Page extract:

= = =

August 29, 2012

Dancing about Architecture

"Writing about music is like dancing about architecture."
(Martin Mull)

Two very different but equally hypnotic uses of motion-tracking technology to "dance about architecture":

Forms - Memo Akten and Quayola

"Forms is an ongoing collaboration between visual artists Memo Akten and Quayola, a series of studies on human motion, and its reverberations through space and time. ... The project investigates athletes... from an exclusively mechanical and aesthetic point of view; concentrating on the invisible forces generated by and influencing the movement."

Forms was commissioned for the exhibition In The Blink of an Eye, part of the 2012 Cultural Olympiad programme. See Memo's website for still images and a version of the video without the source imagery.

Phadroid - Android Jones and Phaedra Ana

This video is from a recent collaboration with William Close and the Earth Harp.

This video makes the motion-tracking influence a bit clearer:

(Hat tips to Vanessa Shaver and Aaron McLean!)

Posted by Alison Humphrey at 10:28 AM

August 27, 2012

Vocal Mocap

"TIFF Nexus is an exciting new initiative designed to equip Ontario storytellers with the network, skills and partners they need to succeed in the rapidly evolving digital media landscape. TIFF Nexus will support Canada’s film, game, digital and new media communities as well as foster integrations between academics, industry members and enthusiasts."

As an X-Men geek from tweenhood, I was thrilled to learn TIFF is hosting an exhibition of the work of X-Men Master: Gordon Smith. At the opening I met Nick Pagee, Programmer for TIFF Nexus, and had a fun conversation about importing digital effects from blockbusterpopcornland to the rarefied and respectable world of "legit" theatre.

Nick followed up the next day with an email turning me on to the work of Golan Levin, an artist and educator at Carnegie Mellon University, and director of the STUDIO for Creative Inquiry, an interdisciplinary arts-research center.

= = =

Stated exercise 1:
Check each statement below against the blog page and answer yes or no, quoting the words from the blog page that settle it.
(a) Forms was commissioned for the exhibition In The Blink of an Eye.
(b) Golan Levin is the director of TIFF Nexus.
(c) The writer met Nick Pagee at the opening.

[Excerpts from point labeling data]
= = =

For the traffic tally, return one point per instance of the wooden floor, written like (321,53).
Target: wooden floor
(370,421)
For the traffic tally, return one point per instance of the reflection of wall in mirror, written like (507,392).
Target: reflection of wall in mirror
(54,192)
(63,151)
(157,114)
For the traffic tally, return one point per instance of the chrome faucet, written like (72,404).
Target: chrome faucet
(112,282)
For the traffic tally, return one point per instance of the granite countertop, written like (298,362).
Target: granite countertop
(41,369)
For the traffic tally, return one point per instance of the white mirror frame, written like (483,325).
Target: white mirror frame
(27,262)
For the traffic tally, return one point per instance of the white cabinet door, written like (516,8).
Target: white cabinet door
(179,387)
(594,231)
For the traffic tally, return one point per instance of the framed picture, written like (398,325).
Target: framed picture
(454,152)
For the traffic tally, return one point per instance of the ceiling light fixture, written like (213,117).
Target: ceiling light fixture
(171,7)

= = =

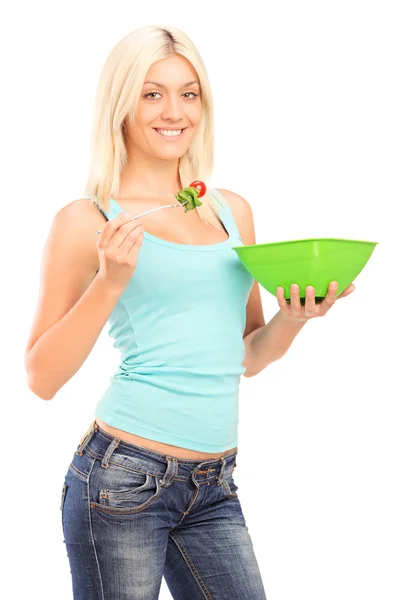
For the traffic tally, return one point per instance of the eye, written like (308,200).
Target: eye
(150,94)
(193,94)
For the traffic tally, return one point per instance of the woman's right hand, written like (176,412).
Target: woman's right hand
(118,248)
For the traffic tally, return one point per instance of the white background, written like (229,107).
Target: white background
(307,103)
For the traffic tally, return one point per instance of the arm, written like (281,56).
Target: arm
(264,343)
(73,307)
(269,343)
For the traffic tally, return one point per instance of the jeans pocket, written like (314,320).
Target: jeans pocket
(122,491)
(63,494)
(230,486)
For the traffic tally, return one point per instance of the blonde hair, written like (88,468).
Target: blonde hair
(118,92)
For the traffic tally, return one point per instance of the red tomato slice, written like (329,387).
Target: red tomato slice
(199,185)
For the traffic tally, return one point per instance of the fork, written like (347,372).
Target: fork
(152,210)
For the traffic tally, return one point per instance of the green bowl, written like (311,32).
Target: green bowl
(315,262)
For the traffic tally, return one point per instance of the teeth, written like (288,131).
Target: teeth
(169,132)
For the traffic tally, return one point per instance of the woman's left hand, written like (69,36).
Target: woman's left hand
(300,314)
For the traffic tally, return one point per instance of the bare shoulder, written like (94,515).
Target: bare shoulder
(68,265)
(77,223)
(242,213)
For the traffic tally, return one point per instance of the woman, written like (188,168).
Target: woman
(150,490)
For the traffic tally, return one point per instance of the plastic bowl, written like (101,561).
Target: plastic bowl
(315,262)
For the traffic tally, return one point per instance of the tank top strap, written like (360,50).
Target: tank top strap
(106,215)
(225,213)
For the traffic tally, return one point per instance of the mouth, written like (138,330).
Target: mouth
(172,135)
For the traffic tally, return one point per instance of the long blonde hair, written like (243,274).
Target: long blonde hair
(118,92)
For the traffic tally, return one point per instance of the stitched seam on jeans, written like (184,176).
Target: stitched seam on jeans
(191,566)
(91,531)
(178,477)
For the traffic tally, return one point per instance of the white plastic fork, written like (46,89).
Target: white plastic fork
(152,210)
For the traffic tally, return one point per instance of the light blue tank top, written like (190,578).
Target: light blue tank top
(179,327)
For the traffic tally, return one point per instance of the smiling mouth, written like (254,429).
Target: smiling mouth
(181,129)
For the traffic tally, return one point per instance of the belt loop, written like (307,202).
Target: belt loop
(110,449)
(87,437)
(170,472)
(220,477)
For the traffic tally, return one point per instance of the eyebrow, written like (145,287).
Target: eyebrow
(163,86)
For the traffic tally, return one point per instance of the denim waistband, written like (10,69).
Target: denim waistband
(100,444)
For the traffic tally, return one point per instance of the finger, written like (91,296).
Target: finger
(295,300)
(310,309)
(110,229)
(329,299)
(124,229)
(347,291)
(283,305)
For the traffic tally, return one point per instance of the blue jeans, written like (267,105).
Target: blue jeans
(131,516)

= = =

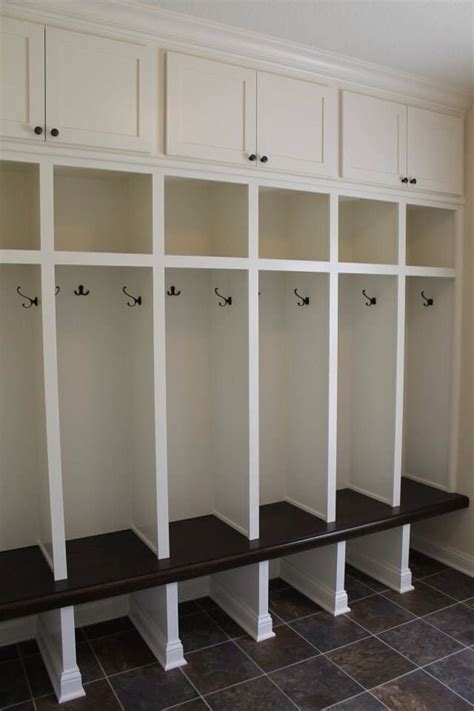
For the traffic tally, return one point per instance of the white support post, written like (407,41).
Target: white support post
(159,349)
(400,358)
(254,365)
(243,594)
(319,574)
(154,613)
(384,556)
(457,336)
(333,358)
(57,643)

= = =

Stated exercise 2: List every line in the rows that contains the string "shoulder".

Correct output 1:
(a) Yes: "Forms was commissioned for the exhibition In The Blink of an Eye, part of the 2012 Cultural Olympiad programme."
(b) No: "Golan Levin, an artist and educator at Carnegie Mellon University, and director of the STUDIO for Creative Inquiry"
(c) Yes: "At the opening I met Nick Pagee, Programmer for TIFF Nexus"

Correct output 2:
For the traffic tally, return one point per instance of the bare shoulder, written like (94,515).
Target: bare shoulder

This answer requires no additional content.